■ **Aim**:
Format the records below as a JSON list of strings, with one string for each line and no blank lines. Include every record.

■ **Excerpted data**:
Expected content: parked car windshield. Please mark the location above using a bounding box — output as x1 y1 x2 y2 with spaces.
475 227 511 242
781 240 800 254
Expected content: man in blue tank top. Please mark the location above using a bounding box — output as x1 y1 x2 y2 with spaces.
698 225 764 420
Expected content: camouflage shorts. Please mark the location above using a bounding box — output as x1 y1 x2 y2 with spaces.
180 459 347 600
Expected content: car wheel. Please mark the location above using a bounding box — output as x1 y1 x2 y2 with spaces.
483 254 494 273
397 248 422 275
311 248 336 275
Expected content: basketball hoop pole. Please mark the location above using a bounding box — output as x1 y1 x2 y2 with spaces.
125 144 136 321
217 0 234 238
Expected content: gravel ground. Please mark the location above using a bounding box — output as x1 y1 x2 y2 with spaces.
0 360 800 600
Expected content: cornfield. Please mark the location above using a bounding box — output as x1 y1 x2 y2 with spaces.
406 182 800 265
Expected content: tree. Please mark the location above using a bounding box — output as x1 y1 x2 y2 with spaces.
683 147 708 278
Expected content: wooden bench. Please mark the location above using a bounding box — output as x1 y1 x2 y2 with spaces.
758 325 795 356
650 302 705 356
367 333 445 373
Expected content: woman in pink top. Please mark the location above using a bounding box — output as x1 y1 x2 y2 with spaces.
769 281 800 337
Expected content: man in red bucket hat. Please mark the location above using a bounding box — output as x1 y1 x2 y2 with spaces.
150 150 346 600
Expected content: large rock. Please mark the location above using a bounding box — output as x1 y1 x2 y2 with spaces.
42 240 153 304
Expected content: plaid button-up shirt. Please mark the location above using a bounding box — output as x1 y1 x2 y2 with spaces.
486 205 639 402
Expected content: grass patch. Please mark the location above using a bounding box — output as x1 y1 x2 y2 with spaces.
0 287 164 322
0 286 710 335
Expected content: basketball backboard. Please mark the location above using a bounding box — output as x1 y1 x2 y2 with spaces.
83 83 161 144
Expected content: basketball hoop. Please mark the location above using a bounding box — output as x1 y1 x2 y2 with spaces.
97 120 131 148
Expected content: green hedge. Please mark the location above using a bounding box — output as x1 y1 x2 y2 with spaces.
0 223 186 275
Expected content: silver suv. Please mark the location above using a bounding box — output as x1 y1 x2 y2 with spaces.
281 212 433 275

■ **Response below**:
[
  "Expected content: parked car windshield. Please mark the location above using a bounding box — output as x1 y1 x2 y2 with spaces.",
  "475 227 511 242",
  "781 240 800 254",
  "Expected content: man in blue tank top. Please mark the location above using a bounding box — output as x1 y1 x2 y2 with spaces.",
  "698 225 764 420",
  "Expected content: camouflage shorts. Please mark the location above using a bounding box — output as x1 y1 x2 y2 with spaces.",
  "180 459 347 600",
  "Expected content: car wheel. Please mark the location above using a bounding box — output as x1 y1 x2 y2 with spaces.",
  "483 254 494 273",
  "397 248 422 275",
  "311 248 336 275",
  "Expected content: basketball hoop pole. Please mark the location above using a bounding box — output as x1 y1 x2 y2 with spaces.",
  "125 144 136 321",
  "217 0 234 238",
  "Expected content: gravel ground. Please mark the location above using a bounding box — output as x1 y1 x2 y2 with spaces.",
  "0 360 800 600",
  "Expected content: cornfield. Please mark the location above using a bounding box — output as x1 y1 x2 y2 with spaces.",
  "406 182 800 265",
  "Expected content: tree. Please mark the location above using a bounding box — output as x1 y1 x2 y2 with spaces.",
  "683 147 708 278",
  "Expected content: wooden bench. Please mark the location above using a bounding box — output as x1 y1 x2 y2 with spaces.",
  "758 325 795 356",
  "650 302 705 356",
  "367 333 445 373",
  "Expected content: woman in pink top. Please mark the location above using a bounding box — output as x1 y1 x2 y2 with spaces.",
  "769 281 800 337",
  "Expected content: man in red bucket hat. Please mark the location above using a bounding box — output as x1 y1 x2 y2 with spaces.",
  "150 150 346 600",
  "Expected content: large rock. Please mark the location above using a bounding box — output as x1 y1 x2 y2 with spaces.",
  "42 240 153 304",
  "Expected content: plaid button-up shirt. Please mark the location above using a bounding box — output as x1 y1 x2 y2 with spaces.",
  "486 205 639 402",
  "Expected content: grass patch. Please mark the location above using a bounding box — output as x1 y1 x2 y2 with spaces.",
  "0 287 164 322",
  "0 286 710 335",
  "Expected content: basketball backboard. Please mark the location above using a bounding box — output as x1 y1 x2 y2 with spaces.",
  "83 83 161 144",
  "Expected content: basketball hoop. Please mark the location above using a bounding box — output as x1 y1 x2 y2 with spaces.",
  "97 120 131 148",
  "Expected content: green hedge. Please mark the location above using a bounding box — output as x1 y1 x2 y2 with spaces.",
  "0 223 186 275",
  "Expected content: silver suv. Please mark the location above using a bounding box — output as x1 y1 x2 y2 with spaces.",
  "281 212 433 275"
]